- [WHAT TO PRODUCE]: Copy out, word for word, the lines of the records between the line holding "Curation note — class label: suspension" and the line holding "[729,219,752,307]", inclusive.

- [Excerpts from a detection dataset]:
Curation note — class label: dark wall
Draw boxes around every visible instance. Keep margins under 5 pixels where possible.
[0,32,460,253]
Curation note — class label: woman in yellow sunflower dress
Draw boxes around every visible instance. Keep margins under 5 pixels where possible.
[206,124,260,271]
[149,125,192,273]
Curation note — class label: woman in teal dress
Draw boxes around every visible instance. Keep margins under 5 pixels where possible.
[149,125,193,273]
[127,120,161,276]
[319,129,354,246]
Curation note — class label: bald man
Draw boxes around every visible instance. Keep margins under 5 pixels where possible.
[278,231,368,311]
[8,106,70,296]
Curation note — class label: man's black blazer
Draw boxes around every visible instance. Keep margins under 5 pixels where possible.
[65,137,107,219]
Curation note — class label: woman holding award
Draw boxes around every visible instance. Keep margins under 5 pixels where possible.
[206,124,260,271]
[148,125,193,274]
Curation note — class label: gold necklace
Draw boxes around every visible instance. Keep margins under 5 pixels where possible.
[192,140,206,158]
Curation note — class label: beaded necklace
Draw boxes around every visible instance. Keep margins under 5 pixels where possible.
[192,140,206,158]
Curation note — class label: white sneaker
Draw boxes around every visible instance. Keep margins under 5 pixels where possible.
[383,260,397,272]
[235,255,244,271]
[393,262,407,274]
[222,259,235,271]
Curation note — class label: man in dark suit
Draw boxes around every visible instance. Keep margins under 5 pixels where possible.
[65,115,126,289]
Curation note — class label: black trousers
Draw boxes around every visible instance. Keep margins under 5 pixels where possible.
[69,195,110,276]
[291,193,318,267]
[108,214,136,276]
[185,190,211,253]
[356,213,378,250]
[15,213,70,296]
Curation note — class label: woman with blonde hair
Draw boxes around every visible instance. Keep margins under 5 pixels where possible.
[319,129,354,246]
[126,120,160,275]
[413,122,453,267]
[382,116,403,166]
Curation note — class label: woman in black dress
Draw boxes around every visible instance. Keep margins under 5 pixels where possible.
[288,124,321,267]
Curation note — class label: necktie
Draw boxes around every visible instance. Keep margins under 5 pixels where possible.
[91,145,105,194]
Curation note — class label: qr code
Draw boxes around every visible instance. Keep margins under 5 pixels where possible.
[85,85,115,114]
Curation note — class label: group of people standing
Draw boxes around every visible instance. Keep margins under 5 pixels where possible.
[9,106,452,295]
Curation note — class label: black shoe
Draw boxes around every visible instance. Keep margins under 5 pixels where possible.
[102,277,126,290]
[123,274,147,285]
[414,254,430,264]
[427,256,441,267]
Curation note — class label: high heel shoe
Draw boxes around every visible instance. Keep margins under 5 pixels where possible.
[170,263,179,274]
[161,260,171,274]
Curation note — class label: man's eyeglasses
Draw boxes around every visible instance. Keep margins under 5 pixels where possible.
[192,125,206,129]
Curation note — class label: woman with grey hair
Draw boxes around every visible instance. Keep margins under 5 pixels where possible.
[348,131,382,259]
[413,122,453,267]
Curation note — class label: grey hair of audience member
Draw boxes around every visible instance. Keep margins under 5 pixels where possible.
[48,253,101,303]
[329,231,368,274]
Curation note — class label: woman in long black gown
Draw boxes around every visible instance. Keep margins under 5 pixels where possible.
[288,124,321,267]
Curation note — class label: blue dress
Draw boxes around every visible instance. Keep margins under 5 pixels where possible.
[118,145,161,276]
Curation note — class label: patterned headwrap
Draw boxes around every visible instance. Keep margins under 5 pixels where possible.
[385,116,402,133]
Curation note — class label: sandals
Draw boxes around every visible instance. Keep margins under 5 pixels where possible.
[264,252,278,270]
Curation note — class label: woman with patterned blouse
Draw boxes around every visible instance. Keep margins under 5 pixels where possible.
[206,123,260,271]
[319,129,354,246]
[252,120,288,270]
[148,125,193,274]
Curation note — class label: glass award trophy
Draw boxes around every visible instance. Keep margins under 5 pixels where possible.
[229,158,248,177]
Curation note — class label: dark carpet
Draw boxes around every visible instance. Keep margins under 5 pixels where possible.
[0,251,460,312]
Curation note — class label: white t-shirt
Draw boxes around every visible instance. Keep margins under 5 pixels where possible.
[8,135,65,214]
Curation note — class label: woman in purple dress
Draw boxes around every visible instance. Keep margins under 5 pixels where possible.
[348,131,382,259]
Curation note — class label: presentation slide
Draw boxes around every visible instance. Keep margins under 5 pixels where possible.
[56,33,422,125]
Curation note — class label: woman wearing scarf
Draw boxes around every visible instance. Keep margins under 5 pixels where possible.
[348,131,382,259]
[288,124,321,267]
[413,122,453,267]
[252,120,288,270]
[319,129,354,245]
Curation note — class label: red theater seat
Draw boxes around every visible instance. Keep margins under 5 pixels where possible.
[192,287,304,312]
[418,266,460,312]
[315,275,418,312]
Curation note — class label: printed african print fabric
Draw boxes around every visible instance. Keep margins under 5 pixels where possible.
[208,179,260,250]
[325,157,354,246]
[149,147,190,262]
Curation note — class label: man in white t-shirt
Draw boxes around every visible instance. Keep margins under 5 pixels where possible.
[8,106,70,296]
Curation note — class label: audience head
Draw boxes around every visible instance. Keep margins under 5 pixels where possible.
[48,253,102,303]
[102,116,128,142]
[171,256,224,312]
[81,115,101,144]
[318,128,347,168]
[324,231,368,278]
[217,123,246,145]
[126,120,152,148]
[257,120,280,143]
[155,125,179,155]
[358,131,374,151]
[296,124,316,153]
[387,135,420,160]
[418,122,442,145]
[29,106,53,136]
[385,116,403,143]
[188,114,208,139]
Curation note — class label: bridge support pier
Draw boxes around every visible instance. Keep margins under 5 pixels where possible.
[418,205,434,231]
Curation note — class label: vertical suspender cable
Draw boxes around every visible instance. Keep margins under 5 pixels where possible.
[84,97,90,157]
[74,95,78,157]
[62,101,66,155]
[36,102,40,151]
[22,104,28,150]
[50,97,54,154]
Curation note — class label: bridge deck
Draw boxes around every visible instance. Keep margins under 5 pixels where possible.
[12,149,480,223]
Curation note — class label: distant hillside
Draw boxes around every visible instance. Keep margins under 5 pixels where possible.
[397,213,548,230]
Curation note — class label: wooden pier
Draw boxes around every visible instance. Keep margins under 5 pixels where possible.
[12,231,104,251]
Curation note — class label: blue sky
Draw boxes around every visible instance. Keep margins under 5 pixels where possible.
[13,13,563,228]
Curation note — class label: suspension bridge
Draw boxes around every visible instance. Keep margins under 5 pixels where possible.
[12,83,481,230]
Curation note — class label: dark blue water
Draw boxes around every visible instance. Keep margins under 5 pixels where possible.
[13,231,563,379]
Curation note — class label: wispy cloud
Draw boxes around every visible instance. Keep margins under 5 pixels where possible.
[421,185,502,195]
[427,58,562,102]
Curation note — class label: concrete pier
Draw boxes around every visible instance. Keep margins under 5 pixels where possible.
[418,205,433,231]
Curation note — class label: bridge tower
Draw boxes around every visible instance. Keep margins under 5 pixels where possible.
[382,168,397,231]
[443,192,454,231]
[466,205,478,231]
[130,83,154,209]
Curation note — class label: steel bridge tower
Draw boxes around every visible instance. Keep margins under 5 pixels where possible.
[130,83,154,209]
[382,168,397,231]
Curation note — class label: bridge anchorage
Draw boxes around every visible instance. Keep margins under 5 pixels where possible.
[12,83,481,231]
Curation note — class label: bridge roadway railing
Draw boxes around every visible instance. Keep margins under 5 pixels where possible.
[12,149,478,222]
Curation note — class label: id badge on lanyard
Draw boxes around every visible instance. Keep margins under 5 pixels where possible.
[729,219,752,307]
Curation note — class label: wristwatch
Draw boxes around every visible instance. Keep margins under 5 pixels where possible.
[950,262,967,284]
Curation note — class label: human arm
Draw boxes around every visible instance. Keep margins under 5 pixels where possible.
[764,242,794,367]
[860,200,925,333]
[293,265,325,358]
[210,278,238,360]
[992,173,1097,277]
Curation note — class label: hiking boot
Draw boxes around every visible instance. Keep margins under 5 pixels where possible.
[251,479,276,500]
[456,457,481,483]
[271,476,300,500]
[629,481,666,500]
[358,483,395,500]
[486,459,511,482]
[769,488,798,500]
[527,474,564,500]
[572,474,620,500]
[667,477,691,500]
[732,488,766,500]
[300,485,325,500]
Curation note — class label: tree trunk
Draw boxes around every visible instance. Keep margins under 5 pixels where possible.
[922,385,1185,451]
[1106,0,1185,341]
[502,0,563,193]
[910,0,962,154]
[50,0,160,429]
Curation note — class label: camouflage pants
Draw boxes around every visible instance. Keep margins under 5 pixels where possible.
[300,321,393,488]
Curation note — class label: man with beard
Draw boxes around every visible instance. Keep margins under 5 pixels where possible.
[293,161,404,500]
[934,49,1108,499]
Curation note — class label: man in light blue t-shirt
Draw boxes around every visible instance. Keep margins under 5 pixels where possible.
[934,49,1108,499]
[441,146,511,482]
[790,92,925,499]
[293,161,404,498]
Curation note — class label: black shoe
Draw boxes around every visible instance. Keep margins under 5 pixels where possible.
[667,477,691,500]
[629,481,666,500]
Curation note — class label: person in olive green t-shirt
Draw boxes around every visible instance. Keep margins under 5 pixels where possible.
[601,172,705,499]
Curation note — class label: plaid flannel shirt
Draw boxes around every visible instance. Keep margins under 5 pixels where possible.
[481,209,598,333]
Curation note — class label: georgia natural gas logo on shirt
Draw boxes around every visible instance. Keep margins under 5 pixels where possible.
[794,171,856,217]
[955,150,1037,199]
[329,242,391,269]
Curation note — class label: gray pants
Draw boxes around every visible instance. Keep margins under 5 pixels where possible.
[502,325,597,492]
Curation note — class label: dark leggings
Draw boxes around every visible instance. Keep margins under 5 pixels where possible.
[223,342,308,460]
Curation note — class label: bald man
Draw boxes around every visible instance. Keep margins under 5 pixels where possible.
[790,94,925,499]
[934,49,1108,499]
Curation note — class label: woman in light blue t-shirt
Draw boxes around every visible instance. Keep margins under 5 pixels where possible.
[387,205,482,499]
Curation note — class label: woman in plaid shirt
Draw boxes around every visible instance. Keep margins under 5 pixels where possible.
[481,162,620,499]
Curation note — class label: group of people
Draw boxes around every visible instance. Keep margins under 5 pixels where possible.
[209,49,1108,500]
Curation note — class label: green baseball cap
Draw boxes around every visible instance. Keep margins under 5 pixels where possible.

- [SOLUTION TO THE PROBLEM]:
Curation note — class label: suspension bridge
Draw boxes around every visible instance. Keep margins under 5 pixels where possible.
[12,83,481,230]
Curation note — class label: dark blue water
Draw boxes around every visible instance. Keep margins under 5 pixels where possible.
[13,231,563,379]
Curation note — class label: wispy cloud
Draw boxes around every visible instance. Keep margins under 5 pixels where possible.
[421,185,502,195]
[427,58,562,102]
Curation note — class label: concrete pier
Draw boxes around every visible instance. Keep margins under 5 pixels where possible.
[418,205,433,231]
Curation note — class label: bridge tower
Draw boxes around every visible instance. Keep margins under 5 pixels where possible.
[382,168,397,231]
[443,192,454,231]
[466,205,478,231]
[130,83,154,209]
Curation note — class label: steel bridge tower
Draw boxes around every visible instance. Keep margins under 5 pixels where possible.
[130,83,154,209]
[382,168,397,231]
Curation note — class label: bridge anchorage
Draw boxes around every visible instance. Keep margins under 5 pixels where possible.
[12,83,481,231]
Curation note — class label: bridge roadway railing
Draw boxes around every visible instance. Keep margins under 5 pixels where possible.
[12,149,478,222]
Curation note — class label: id badge on lanyard
Draw boxes around every visible instance. Keep margins under 5 pixels where possible.
[729,219,752,307]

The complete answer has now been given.